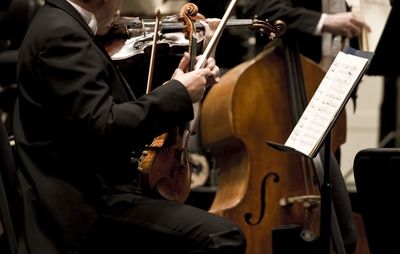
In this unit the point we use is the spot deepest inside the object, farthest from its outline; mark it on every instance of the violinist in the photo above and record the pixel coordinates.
(76, 124)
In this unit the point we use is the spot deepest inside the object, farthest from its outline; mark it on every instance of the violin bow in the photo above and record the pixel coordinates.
(211, 46)
(153, 52)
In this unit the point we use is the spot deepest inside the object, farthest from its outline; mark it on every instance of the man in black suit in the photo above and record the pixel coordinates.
(76, 124)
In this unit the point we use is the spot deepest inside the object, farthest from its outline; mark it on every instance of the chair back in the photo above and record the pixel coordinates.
(376, 174)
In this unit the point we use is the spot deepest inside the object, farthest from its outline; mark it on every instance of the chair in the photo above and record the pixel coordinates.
(377, 174)
(8, 193)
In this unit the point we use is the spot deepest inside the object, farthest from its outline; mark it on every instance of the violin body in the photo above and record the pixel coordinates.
(249, 106)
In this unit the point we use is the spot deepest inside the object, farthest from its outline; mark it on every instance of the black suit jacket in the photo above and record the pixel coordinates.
(75, 125)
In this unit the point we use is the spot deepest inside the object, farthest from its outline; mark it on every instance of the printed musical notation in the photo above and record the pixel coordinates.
(327, 102)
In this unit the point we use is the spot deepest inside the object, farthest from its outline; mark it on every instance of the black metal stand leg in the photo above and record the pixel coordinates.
(326, 201)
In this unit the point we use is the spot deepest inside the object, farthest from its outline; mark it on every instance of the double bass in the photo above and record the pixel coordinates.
(273, 196)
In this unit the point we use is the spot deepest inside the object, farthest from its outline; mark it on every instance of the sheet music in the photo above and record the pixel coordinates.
(326, 102)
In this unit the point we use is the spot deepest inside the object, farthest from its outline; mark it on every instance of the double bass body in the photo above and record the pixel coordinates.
(260, 188)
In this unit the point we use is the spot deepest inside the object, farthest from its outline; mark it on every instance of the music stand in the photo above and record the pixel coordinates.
(322, 137)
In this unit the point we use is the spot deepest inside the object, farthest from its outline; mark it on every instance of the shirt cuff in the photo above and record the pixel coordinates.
(318, 28)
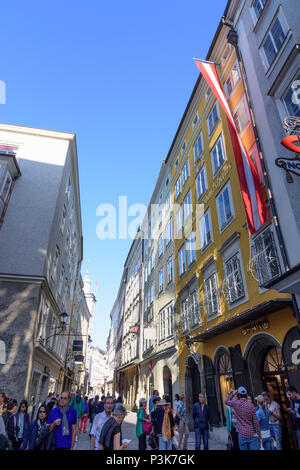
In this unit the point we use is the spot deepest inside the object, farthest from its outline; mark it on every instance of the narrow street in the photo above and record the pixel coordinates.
(128, 432)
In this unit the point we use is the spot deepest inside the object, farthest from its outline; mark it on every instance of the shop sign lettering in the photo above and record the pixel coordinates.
(263, 325)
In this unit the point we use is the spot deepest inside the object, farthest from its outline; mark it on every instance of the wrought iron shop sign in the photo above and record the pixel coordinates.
(262, 325)
(292, 143)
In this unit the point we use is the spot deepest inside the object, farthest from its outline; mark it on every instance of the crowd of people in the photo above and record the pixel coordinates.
(250, 426)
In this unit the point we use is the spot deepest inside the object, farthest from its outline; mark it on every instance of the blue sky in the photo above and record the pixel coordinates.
(118, 74)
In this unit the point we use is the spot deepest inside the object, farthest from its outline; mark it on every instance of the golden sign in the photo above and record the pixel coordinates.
(262, 325)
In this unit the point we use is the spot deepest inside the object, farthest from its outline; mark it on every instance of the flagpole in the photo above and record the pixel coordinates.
(206, 61)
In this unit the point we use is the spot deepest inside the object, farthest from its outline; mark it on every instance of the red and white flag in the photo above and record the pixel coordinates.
(252, 191)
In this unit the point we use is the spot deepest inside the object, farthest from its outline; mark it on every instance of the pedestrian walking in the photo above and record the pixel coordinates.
(275, 418)
(99, 421)
(163, 417)
(78, 404)
(151, 404)
(142, 418)
(247, 424)
(263, 417)
(2, 402)
(183, 430)
(22, 422)
(231, 423)
(63, 421)
(84, 418)
(39, 430)
(201, 417)
(294, 411)
(10, 423)
(111, 434)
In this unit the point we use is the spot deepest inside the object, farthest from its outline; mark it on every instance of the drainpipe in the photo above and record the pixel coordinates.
(232, 38)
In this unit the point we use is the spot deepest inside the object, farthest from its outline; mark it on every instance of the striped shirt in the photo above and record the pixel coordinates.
(247, 424)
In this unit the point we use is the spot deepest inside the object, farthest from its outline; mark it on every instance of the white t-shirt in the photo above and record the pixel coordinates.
(274, 407)
(98, 423)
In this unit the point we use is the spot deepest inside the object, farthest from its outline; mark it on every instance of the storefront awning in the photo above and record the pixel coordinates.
(250, 315)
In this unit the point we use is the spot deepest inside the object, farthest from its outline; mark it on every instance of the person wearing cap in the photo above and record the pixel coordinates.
(201, 417)
(165, 424)
(247, 424)
(263, 416)
(141, 418)
(275, 417)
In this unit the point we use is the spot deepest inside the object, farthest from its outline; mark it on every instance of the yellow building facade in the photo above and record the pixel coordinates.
(231, 331)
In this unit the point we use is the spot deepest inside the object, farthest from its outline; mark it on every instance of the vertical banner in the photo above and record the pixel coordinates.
(252, 191)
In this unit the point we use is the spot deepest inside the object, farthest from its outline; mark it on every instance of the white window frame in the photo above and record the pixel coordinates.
(199, 185)
(198, 152)
(178, 187)
(185, 172)
(285, 28)
(181, 260)
(211, 296)
(220, 165)
(226, 187)
(187, 207)
(202, 223)
(211, 130)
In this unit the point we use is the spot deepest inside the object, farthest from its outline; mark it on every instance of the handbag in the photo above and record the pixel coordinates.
(147, 427)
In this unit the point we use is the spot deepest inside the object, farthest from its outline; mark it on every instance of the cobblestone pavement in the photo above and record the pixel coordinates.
(128, 432)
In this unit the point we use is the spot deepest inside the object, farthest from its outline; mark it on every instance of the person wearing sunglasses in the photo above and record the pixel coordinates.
(39, 430)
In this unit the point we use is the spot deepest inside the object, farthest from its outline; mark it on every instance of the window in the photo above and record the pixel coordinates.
(226, 54)
(160, 245)
(265, 257)
(218, 155)
(195, 120)
(211, 295)
(274, 41)
(212, 119)
(187, 205)
(185, 172)
(169, 231)
(161, 281)
(190, 248)
(232, 80)
(224, 206)
(166, 323)
(184, 316)
(258, 6)
(55, 261)
(234, 280)
(201, 182)
(207, 94)
(178, 187)
(205, 230)
(198, 146)
(291, 98)
(179, 218)
(63, 220)
(181, 260)
(170, 270)
(241, 116)
(168, 202)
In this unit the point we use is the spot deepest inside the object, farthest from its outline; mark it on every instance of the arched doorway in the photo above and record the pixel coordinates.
(167, 379)
(225, 379)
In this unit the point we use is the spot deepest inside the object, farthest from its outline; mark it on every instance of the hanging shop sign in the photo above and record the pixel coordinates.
(262, 325)
(292, 143)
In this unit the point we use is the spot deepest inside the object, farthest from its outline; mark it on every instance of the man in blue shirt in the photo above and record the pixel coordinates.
(63, 422)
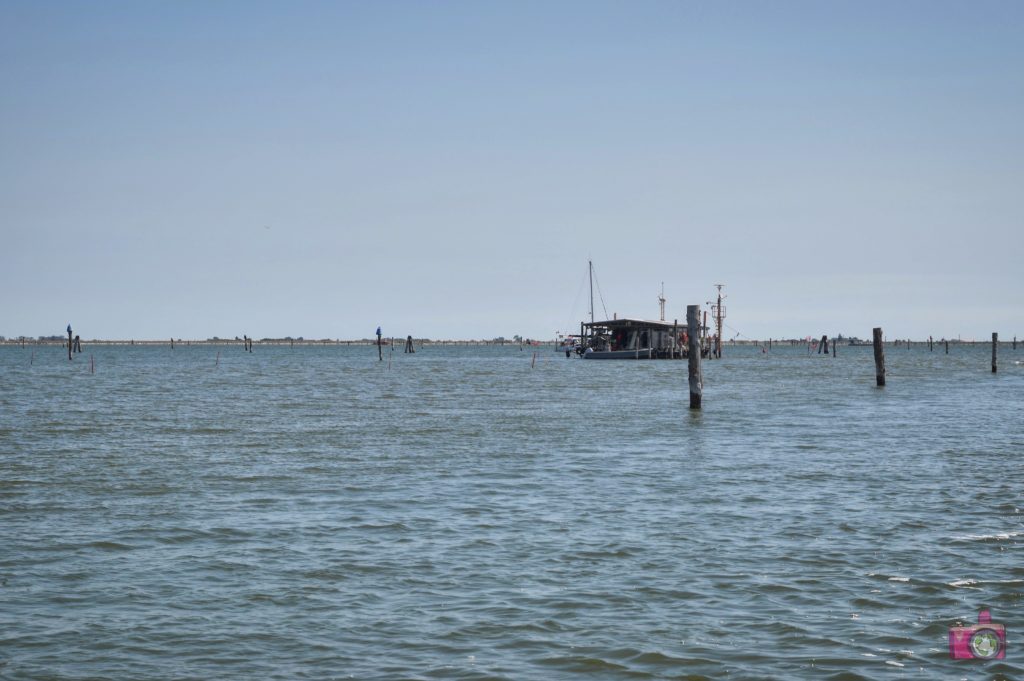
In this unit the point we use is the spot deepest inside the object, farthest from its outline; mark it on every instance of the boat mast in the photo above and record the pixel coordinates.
(719, 318)
(590, 264)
───
* OBJECTIVE: Copy out each record shown above without alteration, skipping any picture.

* FULL RESPONSE:
In this unit the point we use is the spot deepest inside the object, farthest from its outline; mark it on every instance of the violinist in the photo above and record the pixel coordinates.
(76, 124)
In this unit the point we use is the spot deepest inside the object, farthest from its outline; mark it on every instance of the violin bow in the photo above and record the pixel coordinates.
(211, 46)
(153, 52)
In this unit the point we use is the spot deepest inside the object, farthest from its outline; mark it on every instance of the man in black suit in the photo above and record the pixel coordinates.
(76, 124)
In this unit the point we use is the spot deepest inside the object, farthest from its outline; mark it on every instance of the chair back in the photo above and record the pixel coordinates.
(376, 174)
In this unit the point we use is the spot deepest inside the object, farthest from its outline; mark it on every instance of the chair in the photo above and record the pixel coordinates.
(377, 174)
(8, 193)
In this unit the point we use is the spot deepest inside the object, farthest from its outline; mark it on every instance of the violin body in the photo above and record the pixel coordinates.
(249, 106)
In this unit the point we use is the spot deepest inside the object, farthest from its outline; mark it on every instance of the black suit jacket in the photo above and record the pixel coordinates.
(75, 125)
In this unit the point we use is the spot deepest inside the object, farthest from its outline; mark it on every instance of the printed musical notation in the photo above and record the pixel coordinates.
(327, 102)
In this unit the point we use is the spot deepest inside the object, farthest from its outline; mark it on every instance of the black metal stand leg in the photo above and record the pixel coordinates.
(326, 201)
In this unit the point we use is the spot deepest inside the object, farthest from its outline; mark it on every instance of the double bass in the photo above and record the pixel coordinates.
(273, 196)
In this unit the point we use is the spot deepest inside the object, farthest from its outline; mark it on every instance of the sheet music in the photo above and record the pixel coordinates.
(326, 102)
In this unit the point we use is the spot deepest inside the object, farthest from its outline; mark it on every instance of the double bass body in the photo above and record the pixel coordinates.
(260, 188)
In this unit the point we use is the spot deepest inside the object, farthest from its outline; mark it on every instance of the music stand in the photo above and record the pixel coordinates.
(322, 137)
In this unit the point we use is the spot deepest inside the object, farthest from its outline; mark it on every instance of the shirt cuff in the photo above and record the pixel coordinates.
(318, 28)
In this unit the point we use is the spot deepest inside the object, farthest from its outline; mark it on every instance of the narrow street in the photo above and record the pixel coordinates.
(128, 432)
In this unit the point we use is the spot deepest inside the object, farthest from its outline; mark it on every instance of the shop sign lettering in the photo above and record the pixel coordinates.
(263, 325)
In this unit the point we use is the spot deepest inside the object, farthest from its outline; mark it on every instance of the wrought iron shop sign in the photo above and record the pixel coordinates.
(262, 325)
(292, 143)
In this unit the point we use is the spot deepest inside the object, farthest from its outline; mark it on every instance of the crowd of people in the photo above and record the pixel coordinates.
(250, 426)
In this unit the point we use is the spot deepest inside the object, farthest from its outline; mark it on every instance of the blue sky in the photo above and record the pixel coordinates.
(118, 74)
In this unit the point we use is the spot deepest inside the object, farthest from its outline; mark it on every instance of the golden sign in the photo above and record the pixel coordinates.
(262, 325)
In this unit the point we use is the spot deepest inside the object, farthest from its outline; mark it on every instance of the flagpole in the photo above and record the pixel coordinates.
(206, 61)
In this unit the point we use is the spot deepest inside the object, farthest from its outline; mark it on every instance of the red and white flag in the photo above and record the pixel coordinates.
(252, 191)
In this unit the point we use is the spot deepest inside the object, farthest from its outline; mark it on every instance of the pedestrian walking in the photo above and record the pixel coordinates.
(275, 418)
(99, 421)
(163, 417)
(78, 404)
(151, 404)
(142, 418)
(247, 424)
(263, 417)
(2, 402)
(183, 430)
(22, 422)
(231, 423)
(63, 421)
(84, 418)
(39, 430)
(201, 417)
(294, 411)
(10, 423)
(111, 434)
In this unit the point we use is the spot deepest inside the object, farthest from its outline; mark it on every instance of the drainpipe in the photo above and record the pixel coordinates.
(232, 38)
In this unit the point we use is the spot deepest inside the object, farthest from its outline; mark it on every instance of the striped shirt in the photo above and record the pixel coordinates.
(247, 424)
In this unit the point we use is the spot deepest inside the object, farthest from its outline; mark it on every instance of the white t-shirt in the photo above and record the pixel coordinates.
(274, 407)
(98, 423)
In this unit the point we use is the spot deepest inside the object, farthest from its outline; mark it on every instance of the storefront awning in the photo above and record the pixel coordinates.
(250, 315)
In this unit the point we use is the spot deepest inside the object, farthest from its outline; mark it on every instance of the person wearing cap in the photo above and record the pixel coordinates.
(201, 417)
(165, 424)
(247, 424)
(263, 416)
(141, 418)
(275, 417)
In this unit the point we use is the spot deepest inside the object, farthest from its outline; mark it on every instance of the yellow building facade in the photo above and record the pixel coordinates.
(231, 331)
In this unit the point we use is the spot deepest inside the object, farthest from its outline; mark it on every instance of the vertical banner in the photo above and record the pixel coordinates.
(252, 191)
In this unit the point we use is the spot deepest inside the object, farthest from its outline; mark it on every instance of the white window frame in the photo above and record the pixel coordinates.
(199, 185)
(198, 152)
(178, 187)
(185, 172)
(285, 28)
(181, 260)
(211, 296)
(220, 165)
(226, 187)
(187, 207)
(202, 223)
(211, 130)
In this unit the point we use is the spot deepest inside the object, farthest from its outline; mark it on every instance of the handbag in the photo above and record the pixel coordinates.
(147, 427)
In this unit the point we use is the spot deepest inside the object, farthest from its outline; mark it on every instance of the cobblestone pavement in the photo above and record the pixel coordinates.
(128, 432)
In this unit the point we use is the spot deepest inside the object, farthest from its outline; mark it on every instance of the person wearing sunglasses in the photo above and record the pixel coordinates.
(39, 430)
In this unit the point we use is the spot deepest inside the object, farthest from its outline; mark it on every instance of the window in the photo above and record the pixel coordinates.
(226, 54)
(160, 245)
(265, 257)
(218, 155)
(195, 120)
(211, 295)
(274, 41)
(212, 119)
(187, 205)
(185, 172)
(169, 231)
(161, 281)
(190, 248)
(232, 80)
(224, 206)
(166, 323)
(184, 316)
(258, 6)
(55, 261)
(234, 280)
(201, 182)
(207, 94)
(178, 187)
(205, 230)
(198, 146)
(291, 98)
(179, 218)
(63, 220)
(181, 260)
(170, 270)
(241, 116)
(168, 202)
In this unit the point we use is the spot deepest inside the object, farthest from its outline; mark it on every instance of the arched doorway in the photo above and record the pixel coordinates.
(167, 379)
(225, 379)
In this unit the point we use is the spot deepest inside the object, farthest from its outline; mark it on every instance of the hanging shop sign in the photo above and record the pixel coordinates.
(262, 325)
(292, 143)
In this unit the point we use is the spot deepest inside the object, farthest from its outline; mark it on every instance of the man in blue shirt in the photo above and record the pixel coordinates.
(63, 422)
In this unit the point we use is the spot deepest inside the object, farthest from its outline; mark it on every instance of the boat mast in the photo above and record the pixel coordinates.
(719, 318)
(590, 264)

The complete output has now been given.